**TEXT SHOWN:**
This site has limited support for your browser. We recommend switching to Edge, Chrome, Safari, or Firefox.

Dancing to the Street

Xin Ying, principal dancer of Martha Graham Dance Company, has been making improvised dances wherever her work takes her. The simply framed videos quickly became a highlight of Instagram. Often set in tourist hubs, busy streets and danced to ambient sound, her swift, modern movement strikes a contrast with the pedestrian setting. Originally from China, Ying moved to New York almost a decade ago to pursue her dream of becoming a modern dancer.

Xin Ying, principal of Martha Graham Dance Company, improvises in New York.

subscribe to the latest in dance

“Uncommonly intelligent, substantial coverage.”

  • Weekly articles from the world of dance
  • Wide diversity of reviews, interviews, articles & more
  • Support for quality art journalism

Already a paid subscriber? Login

FR: When did you start dancing?

XY: I was a very energetic kid and I liked to perform since I was two years old. My mom wanted to channel my energy into something so she sent me to piano lessons first. She realized pretty quickly it wasn’t the right fit when she saw me falling asleep in class. After that, she took me to meet a local dance teacher to see if I had any potential. I don’t know why but I was really determined to get into her class. The teacher saw how badly I wanted it and let me into the class after I gritted through some of her flexibility tests. I was only about six years old at the time and much younger than most of the other students. I’ve been dancing ever since.

Growing up in China, we didn’t have much but my mom did everything she could to support my dancing. She saved everything she earned and sent me to an arts high school in another town. When I was 15, I passed the college entrance exam in China and got into Nanjing University of the Arts. My mom supported me skipping my last couple years of high school and put me all the way through college.

FR: When did you realize you wanted to dance professionally?

XY: After my first dance class, I vividly remember telling myself “I will become a dancer.” But after college, the first job I took was as a teacher at a local art college in Sichuan. This is pretty typical in China because teaching is considered a much better career path that of a professional dancer. I had almost given up my dream of being a dancer until a fateful day in 2008 when our home in Sichuan was hit by a very bad earthquake. That event taught me that life can be short and unpredictable and it motivated me to pursue my dream. Shortly after, I applied for the Martha Graham School.

FR: When did you move to New York, and what were your impressions once you arrived?

XY: I arrived in New York City in 2010 to study at the Graham School. I remember walking through Midtown area because the first place I stayed was near 34th and 8th. At that time I barely spoke any English but it felt like a place of unlimited possibilities, just like all the movies I’d grown up watching. I felt like I was reborn as my own person in New York.

FR: What attracted you to Martha Graham Dance Company?

XY: I wanted to learn true modern dance and Martha Graham is where it all starts. Her technique makes me feel powerful. It’s so honest and it makes me proud to just be myself. I never feel more real than when I dance Graham’s pieces.

FR: How did you start the improv videos?

**SOURCE EXCERPT:**
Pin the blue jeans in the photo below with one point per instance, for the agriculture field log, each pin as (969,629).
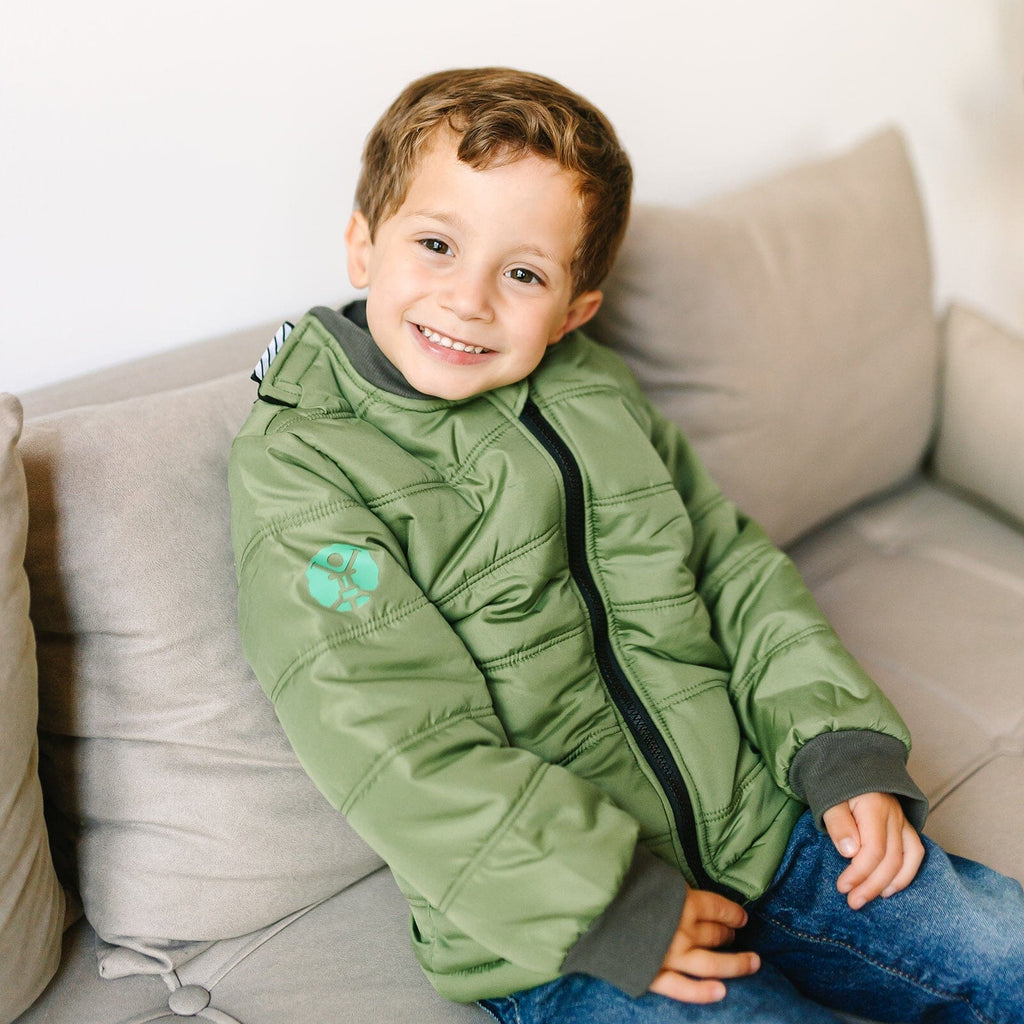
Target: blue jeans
(949,948)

**OBJECTIVE:** Print the passage of the Xin Ying interview that starts with "Dancing to the" and goes on through "a modern dancer.".

**RESULT OF THE EXERCISE:**
Dancing to the Street

Xin Ying, principal dancer of Martha Graham Dance Company, has been making improvised dances wherever her work takes her. The simply framed videos quickly became a highlight of Instagram. Often set in tourist hubs, busy streets and danced to ambient sound, her swift, modern movement strikes a contrast with the pedestrian setting. Originally from China, Ying moved to New York almost a decade ago to pursue her dream of becoming a modern dancer.